To do ▸
Continue the blog post on financial memory and market euphoria from the point where it stops.

Passage given ▸
Showing posts with label Bull - Maggie Mahar. Show all posts
Showing posts with label Bull - Maggie Mahar. Show all posts

Friday, May 30, 2008

Bull!

In the book, Bull by Maggie Mahar, she gave a brief commentary (in blue italics) on John Kenneth Galbraith's , A Short History of Financial Euphoria

pg.12.

"For practical purposes," Galbraith wrote, "the financial memory should be assumed to last, at maximum, no more than twenty years. This is normally the time it takes for the recollection of one disaster to be erased and for some variant on previous dementia to come forward to capture the financial mind. It is also the time generally required for a new generation to come on the scene, impressed, as had been its predecessors, with its own innovative genius." (pg 87 of Galbraith's book)

During the period of delirious forgetfulness, no one wishes to think that his good fortune is fortuitous or undeserved. Everyone prefers to be believe that it is the result of its own superior insight into the market.

No wonder, then, that during such periods, doubters are silenced.


Very interesting comment isn't it? When the market is good, everyone thinks they are good!

By 1999, Byron Wien, Morgan Stanley chief domestic strategist, recalled one scene when an analyst stood in his office recommending a stock that was selling at over 100 times earnings.

"How do you arrive at your valuation?" Wien asked. "Show me the parameters you'r using." The young analyst just stared at the 64-year-old market strategist.

"When you're an older person, and you'r cautious, while the market is still going up, you're perceived as out of touch," Wien later recalled. "You just think that a stock is worth $20; you say that, at $30, it's overbought; then it goes to $40. You can begin to doubt yourself."

But Wien had a corner office with its skyscraper views of Manhattan. The young man standing in the middle of the carpet did not. More important, he did not have the thick skin that comes with trying to outguess the market while working your way up to such an office at Morgan Stanley. If Wien doubted himself, he did not show it. He waited for the answer. "The stock is worth what someone will pay for it," said the analyst, stating what seemed, to him, obvious.

The moment crystallized what Wien already suspected: They're letting the tape tell them what a company is worth. No wonder, when a stock took a dive, the analysts who followed it were just as surprised as everyone else.


They're letting the tape tell them what a company is worth!!

Do you let the market price tell you what a stock is worth?
Do you let the market price tell you what is and what isn't a good stock?

As can seen by this simple story from Byron Wien, and of course as mentioned precisely by John Galbraith in his book, A Short History of Financial Euphoria , at the peaks of the markets, whether it is a bull or a bear, folks have this self-belief that they are right, in regardless of what the actual situation might be.

Think of Jan 1975, in which Richard Russell in his newsletter made his finest call, in which the crash of 1973-74 had send the market rock bottom. The Dow was now cheaper than it would be at any time for the rest of the century. Eagerly, Russell trumpeted the good news. It was time to buy stocks, he told his subscribers. (pg 7).

But what was he greeted with? Nothing but hate mail!. "I don't want to hear about stocks!". "How dare you tell us that this is the begining of a bull market".

Supplied data ▸
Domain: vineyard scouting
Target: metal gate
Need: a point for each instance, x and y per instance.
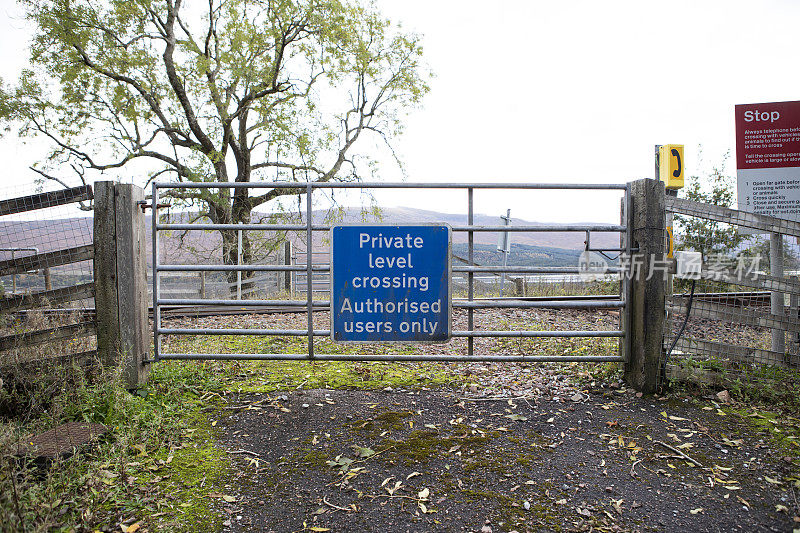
(470, 303)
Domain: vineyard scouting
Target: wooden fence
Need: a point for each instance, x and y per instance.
(45, 262)
(118, 253)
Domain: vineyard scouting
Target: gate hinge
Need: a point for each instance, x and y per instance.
(144, 204)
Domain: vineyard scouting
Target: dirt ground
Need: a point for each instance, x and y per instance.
(438, 460)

Solved problem ▸
Or how about as in Wien's example? 1999.
Analysts were rating a stock more simply because they knew others were willing to pay more for it!

And as Galbraith puts it: No wonder, then, that during such periods, doubters are silenced.

Ahh... very intresting comments from Wien again, isn't it? Analysts were rating a stock more simply because they knew others were willing to pay more for it!

"Markets go down because they went up," James Grant reminded his readers in the late nineties. "Where the free enterprise system shines is in its treatment of failure," he added.

"Individuals as individuals, are always error-prone... [they] also make collective mistakes. They overinvest, then underinvest. The underinvestment portion of the cycle is dealt with constructively, with new business formations, bull markets, and initial public offerings. The overinvestment problem is dealt with the emphasis on demolition: with bankruptcies, bear markets, consolidations, and liquidations... Without miscalculation there would be no price action, no capital gains, no losses and no commissions. "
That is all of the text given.